§ **Text block**
╔══

Journalist Ali Abunimah debated Eid at the 2007 Doha Debates and engaged in a contentious email exchange with him afterwards. In a phone conversation, Abunimah pointed out that IAC, the organization that sponsored the event, is funded by Chairman of the Board Adam Milstein, a Israeli real estate investor who was convicted of felony tax evasion in 2009.
Milstein is “one of the most Islamophobic pro-Israel funders, deeply involved in the anti-Palestinian and anti-BDS movement,” said Abunimah, “so it really has to make you wonder why somebody would be sponsored by such groups and apparently only by such groups—it’s not as if this person has any credibility with any other communities, or certainly with Palestinian communities.” Arguing against the right of return at the Doha debates, for example, is a position which “really has no support” among the population Eid claims to speak for.

╚══

§ **Data**
╔══

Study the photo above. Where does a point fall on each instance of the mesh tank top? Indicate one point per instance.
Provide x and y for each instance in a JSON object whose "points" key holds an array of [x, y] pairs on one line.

╚══

§ **What to produce**
Update the part of the Doha Debates text that opens with the words containing "Journalist Ali Abunimah" and closes with "to speak for.", putting "telephone call" in place of "phone conversation". The material above stands apart from the Doha Debates text.

§ **Answer section**
Journalist Ali Abunimah debated Eid at the 2007 Doha Debates and engaged in a contentious email exchange with him afterwards. In a telephone call, Abunimah pointed out that IAC, the organization that sponsored the event, is funded by Chairman of the Board Adam Milstein, a Israeli real estate investor who was convicted of felony tax evasion in 2009.
Milstein is “one of the most Islamophobic pro-Israel funders, deeply involved in the anti-Palestinian and anti-BDS movement,” said Abunimah, “so it really has to make you wonder why somebody would be sponsored by such groups and apparently only by such groups—it’s not as if this person has any credibility with any other communities, or certainly with Palestinian communities.” Arguing against the right of return at the Doha debates, for example, is a position which “really has no support” among the population Eid claims to speak for.